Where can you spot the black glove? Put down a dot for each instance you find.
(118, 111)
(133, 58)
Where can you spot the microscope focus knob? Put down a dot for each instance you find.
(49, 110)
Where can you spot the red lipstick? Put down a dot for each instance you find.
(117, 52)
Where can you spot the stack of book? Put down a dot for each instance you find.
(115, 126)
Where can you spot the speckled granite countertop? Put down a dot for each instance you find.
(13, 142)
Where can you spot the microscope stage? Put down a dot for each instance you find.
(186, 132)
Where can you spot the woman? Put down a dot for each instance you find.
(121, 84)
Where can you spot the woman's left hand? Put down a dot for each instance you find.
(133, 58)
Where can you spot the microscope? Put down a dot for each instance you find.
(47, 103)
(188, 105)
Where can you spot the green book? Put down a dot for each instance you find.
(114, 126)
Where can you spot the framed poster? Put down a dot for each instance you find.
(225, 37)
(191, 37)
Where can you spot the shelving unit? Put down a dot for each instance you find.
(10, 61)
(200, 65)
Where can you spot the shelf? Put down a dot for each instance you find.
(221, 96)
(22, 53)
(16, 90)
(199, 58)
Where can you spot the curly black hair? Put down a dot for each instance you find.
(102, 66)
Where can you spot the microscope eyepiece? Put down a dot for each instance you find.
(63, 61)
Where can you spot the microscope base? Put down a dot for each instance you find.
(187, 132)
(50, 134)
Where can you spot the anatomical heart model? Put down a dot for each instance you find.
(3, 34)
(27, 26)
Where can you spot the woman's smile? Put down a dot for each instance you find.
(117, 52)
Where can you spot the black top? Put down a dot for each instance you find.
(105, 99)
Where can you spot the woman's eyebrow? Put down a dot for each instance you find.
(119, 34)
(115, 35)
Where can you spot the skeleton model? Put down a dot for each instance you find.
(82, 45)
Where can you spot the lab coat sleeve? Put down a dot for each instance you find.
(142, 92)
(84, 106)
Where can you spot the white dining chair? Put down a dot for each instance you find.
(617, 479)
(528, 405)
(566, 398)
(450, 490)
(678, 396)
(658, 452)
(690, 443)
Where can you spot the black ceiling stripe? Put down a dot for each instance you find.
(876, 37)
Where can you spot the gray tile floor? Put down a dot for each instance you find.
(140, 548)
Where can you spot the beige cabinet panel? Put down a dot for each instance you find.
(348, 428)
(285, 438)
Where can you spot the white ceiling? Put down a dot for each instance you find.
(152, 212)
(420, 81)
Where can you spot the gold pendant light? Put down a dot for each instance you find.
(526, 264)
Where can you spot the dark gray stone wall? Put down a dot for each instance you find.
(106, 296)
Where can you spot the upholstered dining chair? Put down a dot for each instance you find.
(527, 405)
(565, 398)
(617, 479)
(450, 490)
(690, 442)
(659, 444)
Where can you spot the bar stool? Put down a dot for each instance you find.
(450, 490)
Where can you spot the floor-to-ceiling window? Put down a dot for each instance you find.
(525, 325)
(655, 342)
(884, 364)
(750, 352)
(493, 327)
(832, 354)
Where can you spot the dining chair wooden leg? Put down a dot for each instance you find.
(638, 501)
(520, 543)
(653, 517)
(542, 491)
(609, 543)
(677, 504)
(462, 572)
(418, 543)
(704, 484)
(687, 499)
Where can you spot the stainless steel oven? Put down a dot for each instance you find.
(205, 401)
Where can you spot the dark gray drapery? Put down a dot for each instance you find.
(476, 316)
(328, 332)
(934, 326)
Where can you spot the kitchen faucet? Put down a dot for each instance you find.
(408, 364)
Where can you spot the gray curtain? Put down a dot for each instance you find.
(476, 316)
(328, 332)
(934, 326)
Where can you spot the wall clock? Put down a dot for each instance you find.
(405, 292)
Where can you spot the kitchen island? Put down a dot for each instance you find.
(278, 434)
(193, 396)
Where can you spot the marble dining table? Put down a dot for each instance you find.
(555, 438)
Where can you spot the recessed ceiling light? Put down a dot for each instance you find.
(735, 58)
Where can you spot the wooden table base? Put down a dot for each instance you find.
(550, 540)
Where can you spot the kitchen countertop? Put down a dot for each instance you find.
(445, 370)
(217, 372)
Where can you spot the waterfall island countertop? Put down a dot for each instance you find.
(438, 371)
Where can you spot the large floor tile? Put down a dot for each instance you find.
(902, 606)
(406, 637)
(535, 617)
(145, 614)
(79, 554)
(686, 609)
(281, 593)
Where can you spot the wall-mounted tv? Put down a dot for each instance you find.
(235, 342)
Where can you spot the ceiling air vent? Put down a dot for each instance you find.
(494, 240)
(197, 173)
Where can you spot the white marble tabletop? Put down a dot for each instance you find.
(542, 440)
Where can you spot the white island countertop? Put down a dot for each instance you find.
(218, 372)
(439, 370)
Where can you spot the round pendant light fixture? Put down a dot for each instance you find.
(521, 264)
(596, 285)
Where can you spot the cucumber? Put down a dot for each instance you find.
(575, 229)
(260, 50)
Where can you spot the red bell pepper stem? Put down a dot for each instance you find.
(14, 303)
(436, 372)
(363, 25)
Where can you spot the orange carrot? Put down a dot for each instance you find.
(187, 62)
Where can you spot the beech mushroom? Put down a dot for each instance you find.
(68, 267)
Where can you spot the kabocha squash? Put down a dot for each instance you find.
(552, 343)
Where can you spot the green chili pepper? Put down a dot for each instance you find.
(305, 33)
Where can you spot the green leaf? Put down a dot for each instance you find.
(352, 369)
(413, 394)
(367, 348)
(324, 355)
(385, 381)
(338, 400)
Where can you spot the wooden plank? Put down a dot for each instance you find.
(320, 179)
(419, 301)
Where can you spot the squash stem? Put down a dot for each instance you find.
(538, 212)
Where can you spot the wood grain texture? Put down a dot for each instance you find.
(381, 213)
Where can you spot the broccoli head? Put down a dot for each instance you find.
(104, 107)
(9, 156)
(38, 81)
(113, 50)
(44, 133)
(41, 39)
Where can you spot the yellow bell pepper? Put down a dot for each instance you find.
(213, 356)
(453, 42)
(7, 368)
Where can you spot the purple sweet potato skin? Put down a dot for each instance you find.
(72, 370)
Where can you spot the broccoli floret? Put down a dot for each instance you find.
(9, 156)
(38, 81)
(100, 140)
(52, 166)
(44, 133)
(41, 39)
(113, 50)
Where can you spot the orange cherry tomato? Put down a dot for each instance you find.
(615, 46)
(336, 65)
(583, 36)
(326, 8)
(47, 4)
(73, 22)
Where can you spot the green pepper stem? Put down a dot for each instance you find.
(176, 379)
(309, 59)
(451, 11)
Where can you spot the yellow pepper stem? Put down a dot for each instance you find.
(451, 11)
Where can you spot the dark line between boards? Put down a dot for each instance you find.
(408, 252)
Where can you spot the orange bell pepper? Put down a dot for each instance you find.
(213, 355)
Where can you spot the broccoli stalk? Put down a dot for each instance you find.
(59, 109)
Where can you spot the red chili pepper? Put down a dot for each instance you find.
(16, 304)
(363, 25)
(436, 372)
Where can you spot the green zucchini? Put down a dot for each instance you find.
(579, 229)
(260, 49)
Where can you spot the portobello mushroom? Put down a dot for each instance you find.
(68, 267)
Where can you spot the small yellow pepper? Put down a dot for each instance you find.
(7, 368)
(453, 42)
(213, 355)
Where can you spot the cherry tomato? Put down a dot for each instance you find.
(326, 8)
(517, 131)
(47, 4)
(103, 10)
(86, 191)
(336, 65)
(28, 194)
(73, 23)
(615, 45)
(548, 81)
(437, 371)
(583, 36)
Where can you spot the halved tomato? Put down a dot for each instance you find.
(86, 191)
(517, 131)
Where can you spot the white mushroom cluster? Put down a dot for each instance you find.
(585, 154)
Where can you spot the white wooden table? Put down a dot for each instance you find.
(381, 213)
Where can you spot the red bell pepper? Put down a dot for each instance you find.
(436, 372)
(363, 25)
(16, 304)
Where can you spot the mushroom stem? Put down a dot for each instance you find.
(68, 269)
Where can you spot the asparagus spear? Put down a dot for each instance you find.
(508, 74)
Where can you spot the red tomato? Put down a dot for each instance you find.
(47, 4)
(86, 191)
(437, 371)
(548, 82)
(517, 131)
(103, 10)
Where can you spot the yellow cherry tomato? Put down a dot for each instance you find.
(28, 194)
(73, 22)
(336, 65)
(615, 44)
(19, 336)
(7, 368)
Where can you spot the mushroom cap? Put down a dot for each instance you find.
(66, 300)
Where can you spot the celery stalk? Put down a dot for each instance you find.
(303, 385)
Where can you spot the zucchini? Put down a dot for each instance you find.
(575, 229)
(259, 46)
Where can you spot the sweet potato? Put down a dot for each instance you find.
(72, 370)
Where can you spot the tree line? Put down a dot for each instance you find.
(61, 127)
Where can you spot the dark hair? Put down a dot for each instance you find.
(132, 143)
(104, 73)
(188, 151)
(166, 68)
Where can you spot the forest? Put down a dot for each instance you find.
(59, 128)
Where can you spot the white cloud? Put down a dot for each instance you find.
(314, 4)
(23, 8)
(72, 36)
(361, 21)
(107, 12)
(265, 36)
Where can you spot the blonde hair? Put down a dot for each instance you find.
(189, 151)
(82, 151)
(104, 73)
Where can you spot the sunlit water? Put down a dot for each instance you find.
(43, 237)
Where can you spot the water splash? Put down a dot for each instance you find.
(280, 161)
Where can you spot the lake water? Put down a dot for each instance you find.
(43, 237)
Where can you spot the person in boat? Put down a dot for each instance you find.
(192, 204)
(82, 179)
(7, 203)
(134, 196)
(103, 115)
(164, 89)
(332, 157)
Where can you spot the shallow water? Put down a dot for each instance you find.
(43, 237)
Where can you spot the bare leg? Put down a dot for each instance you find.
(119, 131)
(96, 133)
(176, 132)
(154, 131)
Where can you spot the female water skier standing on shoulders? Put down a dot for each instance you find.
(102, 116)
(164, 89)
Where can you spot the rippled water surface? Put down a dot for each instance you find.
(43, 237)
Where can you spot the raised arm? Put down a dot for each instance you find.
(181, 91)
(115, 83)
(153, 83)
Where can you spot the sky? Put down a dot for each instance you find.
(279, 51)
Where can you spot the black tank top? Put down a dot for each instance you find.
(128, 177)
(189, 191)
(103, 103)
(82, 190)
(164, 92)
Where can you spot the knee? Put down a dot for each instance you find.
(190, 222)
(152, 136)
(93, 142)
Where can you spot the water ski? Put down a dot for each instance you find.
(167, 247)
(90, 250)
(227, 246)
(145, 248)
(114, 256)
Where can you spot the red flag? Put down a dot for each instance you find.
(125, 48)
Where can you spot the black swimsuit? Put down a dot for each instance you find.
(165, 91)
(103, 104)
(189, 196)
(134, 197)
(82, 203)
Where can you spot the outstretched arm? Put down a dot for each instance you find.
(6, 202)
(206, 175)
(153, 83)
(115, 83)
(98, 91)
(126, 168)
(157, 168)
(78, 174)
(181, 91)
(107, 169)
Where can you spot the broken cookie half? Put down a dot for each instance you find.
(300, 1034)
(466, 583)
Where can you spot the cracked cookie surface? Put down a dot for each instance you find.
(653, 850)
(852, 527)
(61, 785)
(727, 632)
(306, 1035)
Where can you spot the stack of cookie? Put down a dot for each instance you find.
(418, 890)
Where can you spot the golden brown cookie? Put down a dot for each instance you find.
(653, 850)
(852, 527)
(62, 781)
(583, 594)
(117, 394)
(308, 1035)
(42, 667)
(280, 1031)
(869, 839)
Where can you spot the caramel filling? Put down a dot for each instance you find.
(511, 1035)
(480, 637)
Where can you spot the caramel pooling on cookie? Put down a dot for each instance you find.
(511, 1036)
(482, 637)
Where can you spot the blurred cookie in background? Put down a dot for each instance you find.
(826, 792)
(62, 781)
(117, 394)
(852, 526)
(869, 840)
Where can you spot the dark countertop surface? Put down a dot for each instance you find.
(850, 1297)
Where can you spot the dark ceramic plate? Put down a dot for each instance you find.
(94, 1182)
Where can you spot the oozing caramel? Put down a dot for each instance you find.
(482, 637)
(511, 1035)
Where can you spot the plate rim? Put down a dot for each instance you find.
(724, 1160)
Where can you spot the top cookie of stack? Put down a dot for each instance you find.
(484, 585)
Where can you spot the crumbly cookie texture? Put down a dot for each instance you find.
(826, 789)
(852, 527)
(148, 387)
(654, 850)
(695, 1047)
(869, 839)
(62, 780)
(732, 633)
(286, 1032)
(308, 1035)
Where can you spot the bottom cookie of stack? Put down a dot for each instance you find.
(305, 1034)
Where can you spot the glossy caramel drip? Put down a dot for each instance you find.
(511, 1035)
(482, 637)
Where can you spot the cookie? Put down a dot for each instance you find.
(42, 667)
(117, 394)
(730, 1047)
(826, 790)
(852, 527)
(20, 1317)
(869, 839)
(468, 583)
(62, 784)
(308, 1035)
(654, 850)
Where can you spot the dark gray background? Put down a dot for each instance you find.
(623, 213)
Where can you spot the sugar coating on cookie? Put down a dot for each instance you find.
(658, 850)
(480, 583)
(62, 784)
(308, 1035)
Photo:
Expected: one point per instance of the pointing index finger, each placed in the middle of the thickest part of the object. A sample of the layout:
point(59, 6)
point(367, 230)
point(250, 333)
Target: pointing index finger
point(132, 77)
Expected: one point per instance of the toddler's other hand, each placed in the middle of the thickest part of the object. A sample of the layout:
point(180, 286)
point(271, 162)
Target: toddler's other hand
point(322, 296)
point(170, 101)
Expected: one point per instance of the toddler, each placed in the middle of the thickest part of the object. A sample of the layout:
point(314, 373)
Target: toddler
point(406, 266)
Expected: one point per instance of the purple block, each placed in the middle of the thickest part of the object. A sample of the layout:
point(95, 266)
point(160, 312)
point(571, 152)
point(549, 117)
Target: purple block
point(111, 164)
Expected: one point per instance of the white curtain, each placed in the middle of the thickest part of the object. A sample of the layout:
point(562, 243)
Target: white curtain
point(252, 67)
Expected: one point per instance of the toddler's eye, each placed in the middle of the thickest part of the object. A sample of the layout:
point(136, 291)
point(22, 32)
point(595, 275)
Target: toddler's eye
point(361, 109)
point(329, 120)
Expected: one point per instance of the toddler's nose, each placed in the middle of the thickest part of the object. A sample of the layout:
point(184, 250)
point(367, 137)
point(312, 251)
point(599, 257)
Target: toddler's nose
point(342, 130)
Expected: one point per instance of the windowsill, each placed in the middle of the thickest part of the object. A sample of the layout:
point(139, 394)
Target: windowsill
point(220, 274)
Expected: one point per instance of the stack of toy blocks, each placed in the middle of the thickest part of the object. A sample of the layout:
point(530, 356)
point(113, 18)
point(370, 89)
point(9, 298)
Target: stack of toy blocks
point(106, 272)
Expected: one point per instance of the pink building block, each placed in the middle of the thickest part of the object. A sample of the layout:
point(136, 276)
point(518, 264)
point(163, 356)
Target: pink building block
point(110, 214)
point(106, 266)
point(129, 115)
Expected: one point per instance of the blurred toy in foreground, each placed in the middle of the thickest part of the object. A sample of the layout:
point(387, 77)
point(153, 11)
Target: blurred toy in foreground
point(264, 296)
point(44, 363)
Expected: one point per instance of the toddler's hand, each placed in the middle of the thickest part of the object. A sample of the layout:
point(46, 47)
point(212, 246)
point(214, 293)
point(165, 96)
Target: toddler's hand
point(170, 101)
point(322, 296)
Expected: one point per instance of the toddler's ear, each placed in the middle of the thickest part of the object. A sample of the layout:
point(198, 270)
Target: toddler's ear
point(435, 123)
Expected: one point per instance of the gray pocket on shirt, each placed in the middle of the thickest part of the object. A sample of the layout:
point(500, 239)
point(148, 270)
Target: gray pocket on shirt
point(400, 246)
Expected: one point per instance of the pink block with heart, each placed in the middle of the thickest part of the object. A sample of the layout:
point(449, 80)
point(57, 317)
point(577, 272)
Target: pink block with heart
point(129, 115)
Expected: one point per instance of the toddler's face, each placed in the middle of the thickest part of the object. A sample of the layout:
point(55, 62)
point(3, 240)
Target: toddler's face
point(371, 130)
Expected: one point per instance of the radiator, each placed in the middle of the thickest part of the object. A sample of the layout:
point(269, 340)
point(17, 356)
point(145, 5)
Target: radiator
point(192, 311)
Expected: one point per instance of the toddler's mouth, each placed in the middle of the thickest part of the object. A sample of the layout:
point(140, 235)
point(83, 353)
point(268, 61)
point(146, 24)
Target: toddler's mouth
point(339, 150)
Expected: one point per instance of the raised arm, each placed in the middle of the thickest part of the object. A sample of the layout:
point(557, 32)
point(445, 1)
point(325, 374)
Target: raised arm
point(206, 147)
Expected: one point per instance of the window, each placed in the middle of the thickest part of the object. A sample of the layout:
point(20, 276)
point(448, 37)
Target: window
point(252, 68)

================================

Work instruction:
Reproducing the whole listing above is not the task. Copy exactly only the lines from the one with "point(22, 32)" to the one with "point(163, 356)", both kept.

Answer space:
point(22, 32)
point(595, 275)
Target: toddler's eye
point(361, 109)
point(329, 120)
Expected: one point per instance of the toddler's nose, each placed in the middle of the thickest part of the object. A sample of the layout:
point(184, 250)
point(367, 137)
point(312, 251)
point(599, 257)
Target: toddler's nose
point(342, 130)
Expected: one point per instance of the windowsill, each placed in the middle of the thickest part of the object. A sample of the layout:
point(139, 394)
Target: windowsill
point(220, 274)
Expected: one point per instance of the stack of toy blocks, each placed in the middle of the thickest part of the object. A sample of the layout:
point(530, 356)
point(113, 18)
point(370, 89)
point(9, 298)
Target: stack of toy blocks
point(106, 272)
Expected: one point per instance of the pink building block, each placed in the middle of the thickest part of the object. A sample of the layout:
point(136, 276)
point(518, 264)
point(163, 356)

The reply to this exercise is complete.